-- Extract provided follows --

Tuesday, June 27, 2017

Salmonella Outbreak in Canada Associated with Raw Frozen Breaded Chicken

In Canada, there have been 7 cases of Salmonella linked to frozen raw breaded chicken products.

Over the past few years, we have seen Salmonella outbreaks associated with raw breaded chicken (1, 2, 3 ).  In fact, FSIS issued an alert after the the Aspen Foods Salmonella-in-breaded chicken outbreak.   As was pointed out each time, there are a few issues - 1) the product is frozen, so when the consumer begins with frozen product, they may not cook it long enough in order to achieve the proper internal temperature. Along with this, many people do not use a thermometer in order to ensure that temperature is met, and  2) breaded products often look like they are fully cooked. This is because the par-cooking that sets the breading gives it a finished cooked appearance.  

So even though companies may post cooking instructions on the package, there must be controls in place to limit, even to the point of elimination, the risk of Salmonella.  This includes controlling Salmonella in the process environment, preventing growth through tight temperature control, and par-frying it well.

-- Extract provided concluded --

- [Action item A]
Turn the paragraph of the Salmonella outbreak article that begins "Over the past few years" into a short list that keeps its main facts.
- [Action item B]
According to the Salmonella outbreak article, why do breaded chicken products often look fully cooked when they are not?
- [Action item C]
Extend the Salmonella outbreak article past its final sentence.

-- Supplied information follows --

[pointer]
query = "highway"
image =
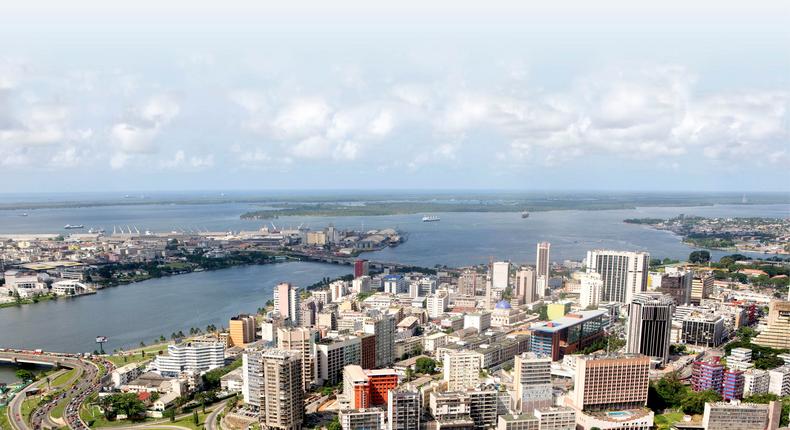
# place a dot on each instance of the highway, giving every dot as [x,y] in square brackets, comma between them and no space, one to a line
[87,383]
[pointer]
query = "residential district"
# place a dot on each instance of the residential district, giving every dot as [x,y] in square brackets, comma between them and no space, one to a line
[616,341]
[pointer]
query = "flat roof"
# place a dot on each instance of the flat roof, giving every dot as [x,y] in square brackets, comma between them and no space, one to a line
[569,320]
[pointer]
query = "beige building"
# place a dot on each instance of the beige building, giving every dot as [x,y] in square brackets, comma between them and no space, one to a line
[611,382]
[301,340]
[777,335]
[242,330]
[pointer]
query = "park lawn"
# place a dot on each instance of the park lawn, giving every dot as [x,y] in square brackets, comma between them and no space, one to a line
[4,424]
[63,378]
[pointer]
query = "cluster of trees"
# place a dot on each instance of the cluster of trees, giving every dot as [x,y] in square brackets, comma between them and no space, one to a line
[123,403]
[670,393]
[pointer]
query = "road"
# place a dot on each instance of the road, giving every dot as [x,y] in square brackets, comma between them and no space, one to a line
[87,383]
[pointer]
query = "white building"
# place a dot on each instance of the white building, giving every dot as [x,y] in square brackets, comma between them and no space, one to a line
[590,290]
[193,357]
[624,273]
[500,272]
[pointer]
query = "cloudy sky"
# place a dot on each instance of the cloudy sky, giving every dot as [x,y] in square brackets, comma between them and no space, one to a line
[351,94]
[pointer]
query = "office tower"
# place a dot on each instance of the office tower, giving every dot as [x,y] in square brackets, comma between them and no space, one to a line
[732,386]
[404,409]
[623,273]
[308,309]
[741,416]
[286,301]
[461,369]
[195,357]
[676,284]
[701,286]
[366,388]
[282,405]
[500,272]
[777,334]
[590,290]
[779,381]
[360,268]
[242,330]
[707,375]
[611,382]
[755,381]
[437,303]
[650,325]
[568,334]
[383,327]
[532,382]
[483,406]
[542,264]
[362,419]
[470,283]
[525,286]
[301,340]
[335,353]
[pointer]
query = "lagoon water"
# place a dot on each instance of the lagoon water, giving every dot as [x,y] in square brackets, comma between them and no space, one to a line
[142,311]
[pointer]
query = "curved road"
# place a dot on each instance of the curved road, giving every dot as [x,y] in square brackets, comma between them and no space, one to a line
[86,384]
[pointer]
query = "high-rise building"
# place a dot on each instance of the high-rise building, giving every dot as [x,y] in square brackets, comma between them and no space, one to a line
[301,340]
[650,325]
[676,284]
[611,382]
[707,375]
[361,268]
[383,326]
[335,353]
[623,273]
[777,334]
[732,386]
[590,290]
[195,357]
[500,273]
[362,419]
[286,301]
[404,409]
[525,286]
[755,381]
[274,387]
[701,286]
[542,264]
[461,369]
[241,330]
[532,383]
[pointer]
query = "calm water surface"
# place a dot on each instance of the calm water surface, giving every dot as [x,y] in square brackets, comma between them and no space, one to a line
[145,310]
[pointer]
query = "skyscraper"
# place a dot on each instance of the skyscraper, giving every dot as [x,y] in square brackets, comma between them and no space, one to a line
[286,301]
[532,382]
[542,260]
[301,340]
[500,271]
[525,286]
[273,386]
[242,330]
[624,273]
[650,325]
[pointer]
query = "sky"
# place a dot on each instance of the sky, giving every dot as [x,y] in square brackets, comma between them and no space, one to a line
[230,95]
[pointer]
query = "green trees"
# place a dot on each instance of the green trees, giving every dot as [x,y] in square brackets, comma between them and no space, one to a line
[425,365]
[699,257]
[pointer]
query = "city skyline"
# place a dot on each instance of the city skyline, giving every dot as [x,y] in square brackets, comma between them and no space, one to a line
[356,96]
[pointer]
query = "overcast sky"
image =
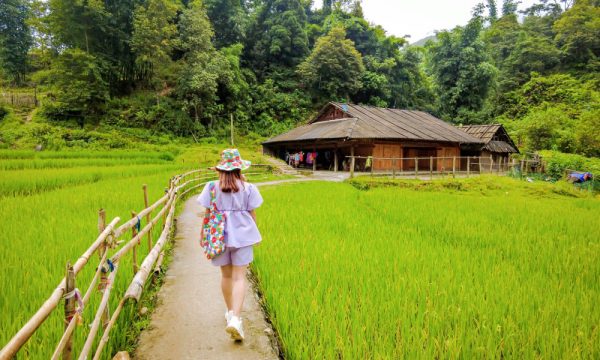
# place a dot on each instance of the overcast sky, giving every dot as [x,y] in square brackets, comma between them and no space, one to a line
[420,18]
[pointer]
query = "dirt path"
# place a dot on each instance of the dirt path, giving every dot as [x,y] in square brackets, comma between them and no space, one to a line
[188,322]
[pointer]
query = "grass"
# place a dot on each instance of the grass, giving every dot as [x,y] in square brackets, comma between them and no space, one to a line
[49,216]
[476,270]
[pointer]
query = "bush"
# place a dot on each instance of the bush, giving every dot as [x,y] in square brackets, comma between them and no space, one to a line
[556,163]
[3,111]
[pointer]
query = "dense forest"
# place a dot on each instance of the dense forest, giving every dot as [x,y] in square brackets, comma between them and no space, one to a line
[188,67]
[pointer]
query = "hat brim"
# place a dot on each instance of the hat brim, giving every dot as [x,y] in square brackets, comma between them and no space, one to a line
[229,166]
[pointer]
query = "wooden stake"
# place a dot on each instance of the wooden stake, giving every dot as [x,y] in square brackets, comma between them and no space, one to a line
[431,168]
[335,161]
[145,188]
[352,162]
[134,250]
[231,117]
[416,168]
[101,251]
[69,309]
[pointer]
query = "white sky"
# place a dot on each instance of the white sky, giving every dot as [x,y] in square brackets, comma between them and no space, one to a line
[420,18]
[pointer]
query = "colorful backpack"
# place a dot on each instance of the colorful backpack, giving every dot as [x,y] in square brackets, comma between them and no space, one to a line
[213,227]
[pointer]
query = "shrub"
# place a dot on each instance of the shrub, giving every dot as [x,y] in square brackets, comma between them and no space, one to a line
[556,163]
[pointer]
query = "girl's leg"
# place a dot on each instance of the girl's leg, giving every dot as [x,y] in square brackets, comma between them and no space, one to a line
[239,288]
[227,285]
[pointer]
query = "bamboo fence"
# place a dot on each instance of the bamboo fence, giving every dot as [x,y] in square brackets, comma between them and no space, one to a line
[108,241]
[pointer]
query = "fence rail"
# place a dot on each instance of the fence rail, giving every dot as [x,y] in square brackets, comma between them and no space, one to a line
[107,241]
[19,99]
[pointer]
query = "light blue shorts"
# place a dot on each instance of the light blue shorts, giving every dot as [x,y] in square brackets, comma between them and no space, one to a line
[235,256]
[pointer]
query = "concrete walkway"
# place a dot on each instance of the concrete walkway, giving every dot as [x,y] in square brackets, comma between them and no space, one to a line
[189,321]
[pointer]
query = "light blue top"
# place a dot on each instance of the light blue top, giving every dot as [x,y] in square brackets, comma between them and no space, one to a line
[240,228]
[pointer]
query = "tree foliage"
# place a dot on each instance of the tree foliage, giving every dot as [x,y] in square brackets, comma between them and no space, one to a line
[334,68]
[15,40]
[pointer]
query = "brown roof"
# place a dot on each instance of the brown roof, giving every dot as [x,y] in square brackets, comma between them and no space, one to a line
[495,136]
[366,122]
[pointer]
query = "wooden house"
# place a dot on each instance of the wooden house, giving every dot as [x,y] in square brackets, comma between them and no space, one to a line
[498,144]
[342,130]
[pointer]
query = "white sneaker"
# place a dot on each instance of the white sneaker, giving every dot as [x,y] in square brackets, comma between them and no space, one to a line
[234,328]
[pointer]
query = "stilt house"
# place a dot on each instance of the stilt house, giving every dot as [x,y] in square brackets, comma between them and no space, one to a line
[342,130]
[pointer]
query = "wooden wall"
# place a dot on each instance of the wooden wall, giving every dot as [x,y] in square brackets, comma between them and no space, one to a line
[408,151]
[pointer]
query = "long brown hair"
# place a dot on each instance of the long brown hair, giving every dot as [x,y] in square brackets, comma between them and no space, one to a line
[228,180]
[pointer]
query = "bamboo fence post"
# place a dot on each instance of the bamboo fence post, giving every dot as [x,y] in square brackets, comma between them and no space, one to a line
[454,167]
[101,251]
[468,166]
[416,168]
[431,168]
[134,250]
[70,302]
[335,160]
[145,187]
[352,162]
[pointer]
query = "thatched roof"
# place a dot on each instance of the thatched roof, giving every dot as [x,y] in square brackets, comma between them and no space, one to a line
[494,135]
[366,122]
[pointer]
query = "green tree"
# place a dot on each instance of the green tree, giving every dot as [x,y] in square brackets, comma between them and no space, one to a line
[15,40]
[277,40]
[154,34]
[228,18]
[492,11]
[203,66]
[462,72]
[78,90]
[334,68]
[509,7]
[578,35]
[103,29]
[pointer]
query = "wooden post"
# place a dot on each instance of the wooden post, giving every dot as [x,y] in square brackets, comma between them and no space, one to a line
[134,250]
[145,188]
[454,166]
[231,117]
[335,164]
[468,166]
[416,168]
[101,251]
[431,168]
[352,162]
[70,303]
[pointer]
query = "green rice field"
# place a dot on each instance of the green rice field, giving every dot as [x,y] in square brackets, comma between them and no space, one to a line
[477,268]
[49,204]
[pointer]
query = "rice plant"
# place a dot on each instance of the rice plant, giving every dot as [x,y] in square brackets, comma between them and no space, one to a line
[402,273]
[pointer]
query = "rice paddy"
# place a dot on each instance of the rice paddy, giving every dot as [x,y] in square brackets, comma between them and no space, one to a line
[490,269]
[49,204]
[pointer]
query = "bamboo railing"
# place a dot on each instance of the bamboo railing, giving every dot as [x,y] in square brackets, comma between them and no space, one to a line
[107,241]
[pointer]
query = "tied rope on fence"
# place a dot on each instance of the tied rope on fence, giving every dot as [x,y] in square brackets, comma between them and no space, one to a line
[106,271]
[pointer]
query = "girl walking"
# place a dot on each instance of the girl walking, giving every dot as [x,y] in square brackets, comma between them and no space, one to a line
[237,199]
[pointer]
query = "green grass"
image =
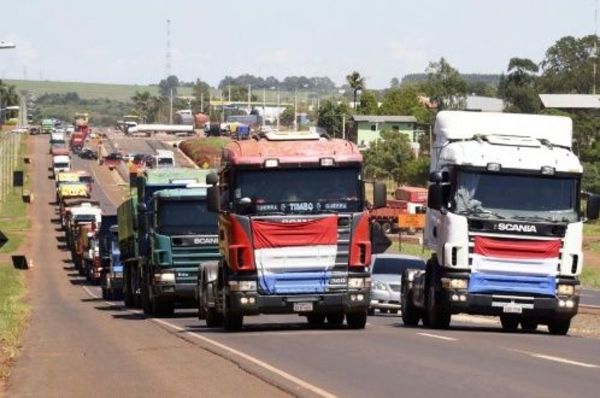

-- Supplied information concluded --

- [Final answer A]
- Salmonella outbreaks have been tied to raw breaded chicken in recent years, and FSIS issued an alert after the Aspen Foods outbreak.
- Problem 1: the product is frozen, so people may not cook it long enough to reach the proper internal temperature, and many don't check with a thermometer.
- Problem 2: breaded products often look fully cooked, because the par-cooking that sets the breading makes them look finished.

- [Final answer B]
The par-cooking that sets the breading gives the product a finished, cooked appearance, so it can look done even though the chicken inside is still raw.

- [Final answer C]
National Post
7 sickened by salmonella related to raw frozen breaded chicken in 4 provinces

OTTAWA — The Public Health Agency of Canada says a salmonella outbreak in four provinces has left seven people ill.

It says the salmonella infections have been linked to frozen raw breaded chicken products and it is investigating along with provincial public health officials, the Canadian Food Inspection Agency, and Health Canada.

There have been four people reported ill in Alberta and one each in British Columbia, Ontario and New Brunswick.

The agency says two people have been hospitalized, but no deaths have been reported.

It says the people — mostly male — became sick between April and May.

Salmonella is commonly found in raw chicken and frozen raw breaded chicken products, but the agency says the risk is low and illnesses can be avoided through proper food handling, preparation and cooking practices.

Anyone can become sick with a salmonella infection, but infants, children, seniors and those with weakened immune systems are at higher risk of serious illness because their immune systems are more fragile than healthy individuals.

Most people who become ill from a salmonella infection will recover fully after a few days.

The symptoms of salmonella infection include fever, chills, diarrhea, abdominal cramps, headache, nausea and vomiting, which usually last for four to seven days.